Your assignment ::
Print each record below precisely, with every picture left out of the copy.

Dataset entries ::
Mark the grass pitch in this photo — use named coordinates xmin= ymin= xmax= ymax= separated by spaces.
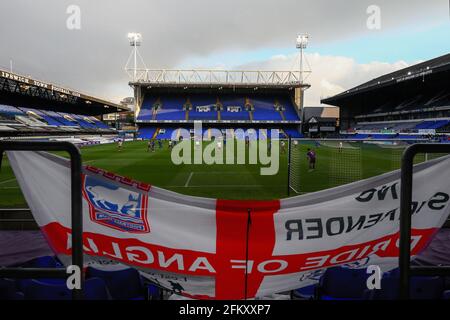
xmin=0 ymin=140 xmax=432 ymax=207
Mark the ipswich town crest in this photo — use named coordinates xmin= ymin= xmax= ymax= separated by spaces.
xmin=82 ymin=175 xmax=150 ymax=233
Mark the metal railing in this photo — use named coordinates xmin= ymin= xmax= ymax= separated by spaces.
xmin=399 ymin=143 xmax=450 ymax=299
xmin=0 ymin=141 xmax=84 ymax=300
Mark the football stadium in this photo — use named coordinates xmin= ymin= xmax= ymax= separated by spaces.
xmin=0 ymin=1 xmax=450 ymax=310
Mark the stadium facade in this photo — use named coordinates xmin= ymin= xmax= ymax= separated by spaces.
xmin=0 ymin=69 xmax=127 ymax=138
xmin=302 ymin=106 xmax=339 ymax=137
xmin=322 ymin=53 xmax=450 ymax=137
xmin=129 ymin=70 xmax=309 ymax=140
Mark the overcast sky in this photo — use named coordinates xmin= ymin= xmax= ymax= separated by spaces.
xmin=0 ymin=0 xmax=449 ymax=105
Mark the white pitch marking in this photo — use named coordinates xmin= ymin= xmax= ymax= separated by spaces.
xmin=184 ymin=172 xmax=194 ymax=187
xmin=0 ymin=178 xmax=16 ymax=185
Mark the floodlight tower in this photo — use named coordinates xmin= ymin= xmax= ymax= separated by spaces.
xmin=296 ymin=34 xmax=309 ymax=84
xmin=125 ymin=32 xmax=147 ymax=126
xmin=127 ymin=32 xmax=142 ymax=81
xmin=296 ymin=34 xmax=310 ymax=134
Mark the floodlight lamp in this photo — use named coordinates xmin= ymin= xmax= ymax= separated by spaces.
xmin=296 ymin=34 xmax=309 ymax=49
xmin=128 ymin=32 xmax=142 ymax=46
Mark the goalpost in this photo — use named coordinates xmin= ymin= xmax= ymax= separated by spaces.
xmin=287 ymin=137 xmax=302 ymax=195
xmin=287 ymin=138 xmax=363 ymax=196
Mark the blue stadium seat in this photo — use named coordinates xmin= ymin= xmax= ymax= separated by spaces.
xmin=443 ymin=290 xmax=450 ymax=299
xmin=138 ymin=127 xmax=158 ymax=139
xmin=252 ymin=97 xmax=282 ymax=121
xmin=83 ymin=278 xmax=111 ymax=300
xmin=370 ymin=134 xmax=395 ymax=139
xmin=138 ymin=96 xmax=159 ymax=121
xmin=0 ymin=104 xmax=24 ymax=118
xmin=153 ymin=96 xmax=186 ymax=121
xmin=316 ymin=267 xmax=369 ymax=300
xmin=415 ymin=120 xmax=450 ymax=130
xmin=220 ymin=110 xmax=249 ymax=120
xmin=220 ymin=96 xmax=249 ymax=120
xmin=189 ymin=95 xmax=217 ymax=120
xmin=0 ymin=278 xmax=24 ymax=300
xmin=283 ymin=128 xmax=303 ymax=138
xmin=19 ymin=107 xmax=63 ymax=126
xmin=86 ymin=267 xmax=148 ymax=300
xmin=87 ymin=116 xmax=110 ymax=129
xmin=367 ymin=274 xmax=445 ymax=300
xmin=353 ymin=134 xmax=369 ymax=139
xmin=20 ymin=255 xmax=62 ymax=268
xmin=16 ymin=256 xmax=65 ymax=291
xmin=277 ymin=97 xmax=300 ymax=121
xmin=397 ymin=134 xmax=422 ymax=140
xmin=292 ymin=284 xmax=316 ymax=300
xmin=40 ymin=110 xmax=78 ymax=127
xmin=73 ymin=114 xmax=97 ymax=129
xmin=22 ymin=278 xmax=110 ymax=300
xmin=156 ymin=128 xmax=177 ymax=139
xmin=146 ymin=283 xmax=162 ymax=300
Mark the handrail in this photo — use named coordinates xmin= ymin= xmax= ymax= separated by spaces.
xmin=399 ymin=143 xmax=450 ymax=299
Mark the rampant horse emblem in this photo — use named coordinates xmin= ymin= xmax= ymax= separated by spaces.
xmin=83 ymin=175 xmax=150 ymax=233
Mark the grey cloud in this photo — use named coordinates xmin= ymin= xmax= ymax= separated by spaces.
xmin=0 ymin=0 xmax=446 ymax=102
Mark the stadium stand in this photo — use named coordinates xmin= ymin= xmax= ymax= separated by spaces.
xmin=415 ymin=120 xmax=449 ymax=130
xmin=87 ymin=115 xmax=112 ymax=130
xmin=0 ymin=105 xmax=117 ymax=133
xmin=251 ymin=96 xmax=282 ymax=121
xmin=0 ymin=104 xmax=25 ymax=118
xmin=136 ymin=89 xmax=302 ymax=140
xmin=19 ymin=107 xmax=63 ymax=126
xmin=0 ymin=69 xmax=125 ymax=137
xmin=136 ymin=126 xmax=301 ymax=140
xmin=283 ymin=128 xmax=303 ymax=138
xmin=323 ymin=53 xmax=450 ymax=137
xmin=278 ymin=96 xmax=300 ymax=121
xmin=138 ymin=126 xmax=158 ymax=139
xmin=156 ymin=127 xmax=178 ymax=139
xmin=138 ymin=93 xmax=300 ymax=123
xmin=42 ymin=110 xmax=78 ymax=127
xmin=150 ymin=95 xmax=186 ymax=121
xmin=188 ymin=95 xmax=218 ymax=120
xmin=219 ymin=96 xmax=247 ymax=120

Your solution ::
Mark the grass pitch in this photo — use named coordinates xmin= ymin= xmax= ymax= separated by spaces.
xmin=0 ymin=140 xmax=432 ymax=207
Mark the ipswich town crest in this photo — use named coordinates xmin= ymin= xmax= ymax= separated by spaces.
xmin=82 ymin=175 xmax=150 ymax=233
Mark the metal railing in this photo — use named coordinates xmin= ymin= xmax= ymax= separated by spaces.
xmin=399 ymin=143 xmax=450 ymax=299
xmin=0 ymin=141 xmax=84 ymax=300
Mark the football stadium in this photo — use named coordinates xmin= ymin= xmax= ymax= separated by spaces.
xmin=0 ymin=1 xmax=450 ymax=310
Mark the stadium facade in this photo — use named coordinates xmin= ymin= xmax= ymax= separated by spaces.
xmin=0 ymin=69 xmax=127 ymax=138
xmin=302 ymin=106 xmax=339 ymax=137
xmin=322 ymin=53 xmax=450 ymax=137
xmin=129 ymin=70 xmax=309 ymax=140
Mark the overcast sky in this photo — use named coordinates xmin= ymin= xmax= ymax= separated by spaces.
xmin=0 ymin=0 xmax=449 ymax=105
Mark the white pitch marking in this photo — use named coordinates xmin= ymin= xmax= ymax= separated by spaces.
xmin=184 ymin=172 xmax=194 ymax=187
xmin=0 ymin=178 xmax=16 ymax=185
Mark the floodlight tower in this photo — use named coordinates xmin= ymin= xmax= ymax= separated by spaces.
xmin=296 ymin=34 xmax=309 ymax=84
xmin=125 ymin=32 xmax=147 ymax=126
xmin=127 ymin=32 xmax=142 ymax=81
xmin=296 ymin=34 xmax=310 ymax=134
Mark the floodlight lamp in this photo — use named coordinates xmin= ymin= xmax= ymax= separated by spaces.
xmin=296 ymin=34 xmax=309 ymax=49
xmin=128 ymin=32 xmax=142 ymax=46
Mark the goalpost in this photo — use named coordinates xmin= ymin= xmax= ymax= separated by spaces.
xmin=287 ymin=137 xmax=302 ymax=195
xmin=287 ymin=138 xmax=363 ymax=196
Mark the blue stadium seat in this photo — use named coordinates xmin= ymin= xmax= ymax= separated by spaces.
xmin=443 ymin=290 xmax=450 ymax=299
xmin=138 ymin=127 xmax=158 ymax=139
xmin=252 ymin=97 xmax=282 ymax=121
xmin=83 ymin=278 xmax=111 ymax=300
xmin=370 ymin=134 xmax=395 ymax=139
xmin=138 ymin=96 xmax=159 ymax=121
xmin=0 ymin=104 xmax=24 ymax=118
xmin=153 ymin=96 xmax=186 ymax=121
xmin=316 ymin=267 xmax=369 ymax=300
xmin=415 ymin=120 xmax=450 ymax=130
xmin=220 ymin=110 xmax=249 ymax=120
xmin=220 ymin=96 xmax=249 ymax=120
xmin=189 ymin=95 xmax=217 ymax=120
xmin=0 ymin=278 xmax=24 ymax=300
xmin=283 ymin=128 xmax=303 ymax=138
xmin=19 ymin=107 xmax=63 ymax=126
xmin=86 ymin=267 xmax=148 ymax=300
xmin=87 ymin=116 xmax=110 ymax=129
xmin=367 ymin=274 xmax=445 ymax=300
xmin=353 ymin=134 xmax=369 ymax=139
xmin=20 ymin=255 xmax=62 ymax=268
xmin=16 ymin=256 xmax=65 ymax=291
xmin=277 ymin=97 xmax=300 ymax=121
xmin=397 ymin=134 xmax=422 ymax=140
xmin=292 ymin=284 xmax=316 ymax=300
xmin=40 ymin=110 xmax=78 ymax=127
xmin=73 ymin=114 xmax=97 ymax=129
xmin=22 ymin=278 xmax=110 ymax=300
xmin=156 ymin=128 xmax=177 ymax=139
xmin=146 ymin=283 xmax=162 ymax=300
Mark the handrail in this photo — use named coordinates xmin= ymin= xmax= ymax= separated by spaces.
xmin=399 ymin=143 xmax=450 ymax=299
Mark the rampant horse emblem in this photo — use named coordinates xmin= ymin= xmax= ymax= separated by spaces.
xmin=83 ymin=175 xmax=150 ymax=233
Mark the grey cloud in this photo — use named coordinates xmin= ymin= xmax= ymax= separated by spaces.
xmin=0 ymin=0 xmax=446 ymax=102
Mark the stadium stand in this photo — use named coordinates xmin= ymin= xmax= ymax= separated by spaces.
xmin=415 ymin=120 xmax=449 ymax=130
xmin=87 ymin=115 xmax=112 ymax=130
xmin=0 ymin=105 xmax=117 ymax=133
xmin=251 ymin=96 xmax=282 ymax=121
xmin=0 ymin=104 xmax=25 ymax=118
xmin=136 ymin=89 xmax=302 ymax=140
xmin=19 ymin=107 xmax=63 ymax=126
xmin=0 ymin=69 xmax=125 ymax=137
xmin=136 ymin=126 xmax=301 ymax=140
xmin=283 ymin=128 xmax=303 ymax=138
xmin=323 ymin=53 xmax=450 ymax=137
xmin=278 ymin=96 xmax=300 ymax=121
xmin=138 ymin=126 xmax=158 ymax=139
xmin=156 ymin=127 xmax=178 ymax=139
xmin=138 ymin=93 xmax=300 ymax=123
xmin=42 ymin=110 xmax=78 ymax=127
xmin=150 ymin=95 xmax=186 ymax=121
xmin=188 ymin=95 xmax=218 ymax=120
xmin=219 ymin=96 xmax=247 ymax=120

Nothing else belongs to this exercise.